» **DOCUMENT EXCERPT**
You know, Jesus did not have to stay in the wilderness. The Spirit drove him there, but he knew how to find his way home. He could have said, “I’ve had enough of this. How stupid is this, to deprive myself of food and shelter and suffer out here? What kind of God would lead me here anyway?” And he could have wandered back into town and stopped at the pub for a few stiff drinks. “Enough of this wilderness stuff.”  But he didn’t. He stayed with it until he broke through.

 

I got an email this week from someone who’s been going through a lot of wilderness, and the P.S. said, “Still adjusting to Life B.” And I wrote back and said, “Give thanks Life A is gone. Don’t spend the rest of your life trying to get that old ‘A’ life back. Have a good cry and say good-bye, and stay with Life B—that’s the only life that’s going to teach you anything, the only life that’s going to open your heart and grow your soul.”

» **Dataset excerpt**
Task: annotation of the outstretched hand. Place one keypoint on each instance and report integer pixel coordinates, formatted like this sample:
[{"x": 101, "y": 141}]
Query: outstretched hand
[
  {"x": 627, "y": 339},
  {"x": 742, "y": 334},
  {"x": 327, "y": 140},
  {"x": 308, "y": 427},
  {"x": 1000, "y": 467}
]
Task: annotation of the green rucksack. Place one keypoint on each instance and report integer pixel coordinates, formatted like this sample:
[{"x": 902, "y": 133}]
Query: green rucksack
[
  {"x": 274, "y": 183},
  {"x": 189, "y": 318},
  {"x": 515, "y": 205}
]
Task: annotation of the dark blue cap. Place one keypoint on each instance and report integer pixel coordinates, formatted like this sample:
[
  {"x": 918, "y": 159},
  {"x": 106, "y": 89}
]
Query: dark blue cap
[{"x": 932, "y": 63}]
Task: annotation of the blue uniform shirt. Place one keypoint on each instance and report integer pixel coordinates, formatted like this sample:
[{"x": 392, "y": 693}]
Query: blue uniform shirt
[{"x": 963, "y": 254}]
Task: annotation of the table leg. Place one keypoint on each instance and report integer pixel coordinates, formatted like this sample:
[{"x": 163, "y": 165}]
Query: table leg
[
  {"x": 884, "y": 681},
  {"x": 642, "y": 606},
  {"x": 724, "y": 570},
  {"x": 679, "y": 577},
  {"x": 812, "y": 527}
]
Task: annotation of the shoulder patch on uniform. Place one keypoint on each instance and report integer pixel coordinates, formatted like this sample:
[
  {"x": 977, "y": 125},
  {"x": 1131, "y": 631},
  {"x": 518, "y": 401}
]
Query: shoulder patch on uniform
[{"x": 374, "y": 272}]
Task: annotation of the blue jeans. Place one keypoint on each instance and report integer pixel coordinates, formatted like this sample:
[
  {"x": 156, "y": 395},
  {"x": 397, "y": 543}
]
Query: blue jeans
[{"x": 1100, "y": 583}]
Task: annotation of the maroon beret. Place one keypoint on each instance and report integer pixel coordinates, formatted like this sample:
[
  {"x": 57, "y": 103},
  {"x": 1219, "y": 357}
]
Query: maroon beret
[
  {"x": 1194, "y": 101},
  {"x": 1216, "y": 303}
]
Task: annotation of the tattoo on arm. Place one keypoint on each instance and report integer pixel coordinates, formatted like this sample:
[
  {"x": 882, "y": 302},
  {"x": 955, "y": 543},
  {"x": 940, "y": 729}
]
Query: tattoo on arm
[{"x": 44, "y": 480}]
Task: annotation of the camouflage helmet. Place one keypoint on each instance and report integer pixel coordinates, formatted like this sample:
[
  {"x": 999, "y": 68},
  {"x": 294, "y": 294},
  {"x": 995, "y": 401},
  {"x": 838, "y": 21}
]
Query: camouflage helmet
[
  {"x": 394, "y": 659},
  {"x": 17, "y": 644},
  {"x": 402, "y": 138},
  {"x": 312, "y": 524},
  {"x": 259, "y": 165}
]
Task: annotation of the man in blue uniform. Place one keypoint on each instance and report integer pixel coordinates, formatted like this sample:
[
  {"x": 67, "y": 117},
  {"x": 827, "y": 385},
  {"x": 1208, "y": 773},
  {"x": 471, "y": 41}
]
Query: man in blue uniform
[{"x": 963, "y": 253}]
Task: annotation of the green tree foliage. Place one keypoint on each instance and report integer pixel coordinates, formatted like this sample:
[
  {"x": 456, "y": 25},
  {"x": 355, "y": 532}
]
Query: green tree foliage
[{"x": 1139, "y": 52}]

» **AIM A**
Answer these questions using the wilderness passage:
(i) What drove Jesus into the wilderness?
(ii) Where could Jesus have stopped for a few stiff drinks?
(iii) What did the P.S. of the email say?
» **AIM B**
Rename "pub" to "tavern" in the wilderness passage, writing out the part starting at "You know, Jesus" and ending at "he broke through.".
The rows play no part here.

» **COMPLETE OUTPUT A**
(i) The Spirit.
(ii) At the pub.
(iii) "Still adjusting to Life B."

» **COMPLETE OUTPUT B**
You know, Jesus did not have to stay in the wilderness. The Spirit drove him there, but he knew how to find his way home. He could have said, “I’ve had enough of this. How stupid is this, to deprive myself of food and shelter and suffer out here? What kind of God would lead me here anyway?” And he could have wandered back into town and stopped at the tavern for a few stiff drinks. “Enough of this wilderness stuff.”  But he didn’t. He stayed with it until he broke through.